Text to read
** start **

Pattern Breakers

Breakthrough Lessons: Real Artists Get Out of the Building

Episode Summary

“Getting out of the building” means something deeper than many realize. Mike Maples Jr explores why in this key lesson of greatness.

Episode Transcription

 

Steve Blank:

Founders are closer to artists than any other profession. And what I mean by that is that artists see things that other people don't, may hear things that other people don't. You and I will look at a blank canvas, and Van Gogh painted Starry Night. Or you and I will look at a blank score, and Beethoven, who was deaf, gave us the Ninth Symphony. And what's really interesting is that's what founders do.

 

Mike Maples:

One of my favorite Steve blank-isms is that great entrepreneurs are more like artists than normal business people. Let's talk about why.

 

Mike Maples:        

Steve Blank tells us that great founders start out more like artists than business people. And I wholeheartedly agree. Why is that?

 

Well, first off, artists have a special sensitivity. They creatively and uniquely notice things at a deep level.

 

Second, true artists are original. They seek to create things that change the rules rather than follow the rules.

 

And third, and probably most important, artists express their visions in ways that move people so deeply that they abandon their logic.

 

Keep in mind a key theme of Starting Greatness is that a startup is not yet a company. As a result, a startup founder has a surprisingly different job than a typical company CEO. Every startup starts out dead and has to prove it's alive. It has to come up with a compelling and unconventional insight. Then it has to hack value by building something unique that people are truly desperate for. Later, it has to hack growth, and only then does it become a company.

** end **

Provided records
** start **

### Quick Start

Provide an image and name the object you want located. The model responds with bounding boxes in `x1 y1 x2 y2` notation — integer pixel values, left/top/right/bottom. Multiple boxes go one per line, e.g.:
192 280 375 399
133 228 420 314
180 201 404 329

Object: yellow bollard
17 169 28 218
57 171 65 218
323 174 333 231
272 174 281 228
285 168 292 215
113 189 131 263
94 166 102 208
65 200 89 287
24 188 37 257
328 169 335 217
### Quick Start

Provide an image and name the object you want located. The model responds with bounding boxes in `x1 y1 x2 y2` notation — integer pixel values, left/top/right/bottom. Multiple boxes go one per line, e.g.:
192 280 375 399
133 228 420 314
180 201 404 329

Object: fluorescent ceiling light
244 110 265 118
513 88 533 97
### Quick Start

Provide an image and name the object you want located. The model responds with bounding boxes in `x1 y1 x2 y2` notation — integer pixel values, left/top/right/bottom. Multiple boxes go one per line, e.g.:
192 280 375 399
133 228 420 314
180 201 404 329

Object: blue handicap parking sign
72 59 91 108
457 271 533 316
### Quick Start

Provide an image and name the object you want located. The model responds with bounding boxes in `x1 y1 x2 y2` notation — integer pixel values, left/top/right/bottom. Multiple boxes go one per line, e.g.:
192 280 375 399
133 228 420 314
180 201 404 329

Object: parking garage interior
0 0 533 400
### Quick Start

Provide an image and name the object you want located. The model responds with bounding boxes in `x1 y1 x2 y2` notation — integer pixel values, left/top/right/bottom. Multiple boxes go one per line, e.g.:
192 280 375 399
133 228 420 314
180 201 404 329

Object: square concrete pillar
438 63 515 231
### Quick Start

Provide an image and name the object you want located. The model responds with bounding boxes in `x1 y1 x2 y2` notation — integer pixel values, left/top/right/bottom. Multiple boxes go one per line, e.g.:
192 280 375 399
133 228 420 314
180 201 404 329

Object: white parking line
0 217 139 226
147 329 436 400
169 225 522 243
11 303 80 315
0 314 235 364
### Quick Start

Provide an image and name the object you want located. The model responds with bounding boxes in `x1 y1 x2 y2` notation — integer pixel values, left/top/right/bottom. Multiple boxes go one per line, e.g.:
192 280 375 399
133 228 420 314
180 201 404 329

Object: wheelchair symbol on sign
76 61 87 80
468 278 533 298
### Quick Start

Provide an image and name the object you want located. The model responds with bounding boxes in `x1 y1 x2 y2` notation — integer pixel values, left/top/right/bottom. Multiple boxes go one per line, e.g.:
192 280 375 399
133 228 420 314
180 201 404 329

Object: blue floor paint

** end **

What you will do
a: Rewrite the stretch of the podcast transcript from "And third, and" through "become a company.", changing "visions" to "ideas".
b: Write what comes next in the podcast transcript, picking up after its last sentence.

Task-by-task results
a:
And third, and probably most important, artists express their ideas in ways that move people so deeply that they abandon their logic.

 

Keep in mind a key theme of Starting Greatness is that a startup is not yet a company. As a result, a startup founder has a surprisingly different job than a typical company CEO. Every startup starts out dead and has to prove it's alive. It has to come up with a compelling and unconventional insight. Then it has to hack value by building something unique that people are truly desperate for. Later, it has to hack growth, and only then does it become a company.

b:
 

Achieving this crazy string of miracles depends on the founders and startup teams' artistry more than anything else. Let's drill down on the elements of this.

 

First, I said that great founders have heightened sensitivity. Like artists, great founders understand and empathize. They don't just analyze or sell. That's the reason that getting out of the building and noticing everything about your customer's life as he or she experiences it is so important.

 

Getting out of the building isn't just a literal statement, though. If all you do is take a meeting or do a survey or fill out a checklist with potential customers, you'll miss out on all the details that the customer truly shares. You won't tune in to the real signals. Getting out of the building is not just about getting data, it's about informing your artistic intuition. Steve Blank wasn't joking when he said, "Are the customer's pupils dilated?"

 

That's a sign, just like the items on their desk, or the logo on their coffee mug, or their body language when you walk through your idea or ask questions, or seemingly unrelated anecdotes about their professional experiences, or maybe even their family life. Empathizing with these signals and noticing where the pain or desperation may lie is core to founder artistry. You cannot delegate this.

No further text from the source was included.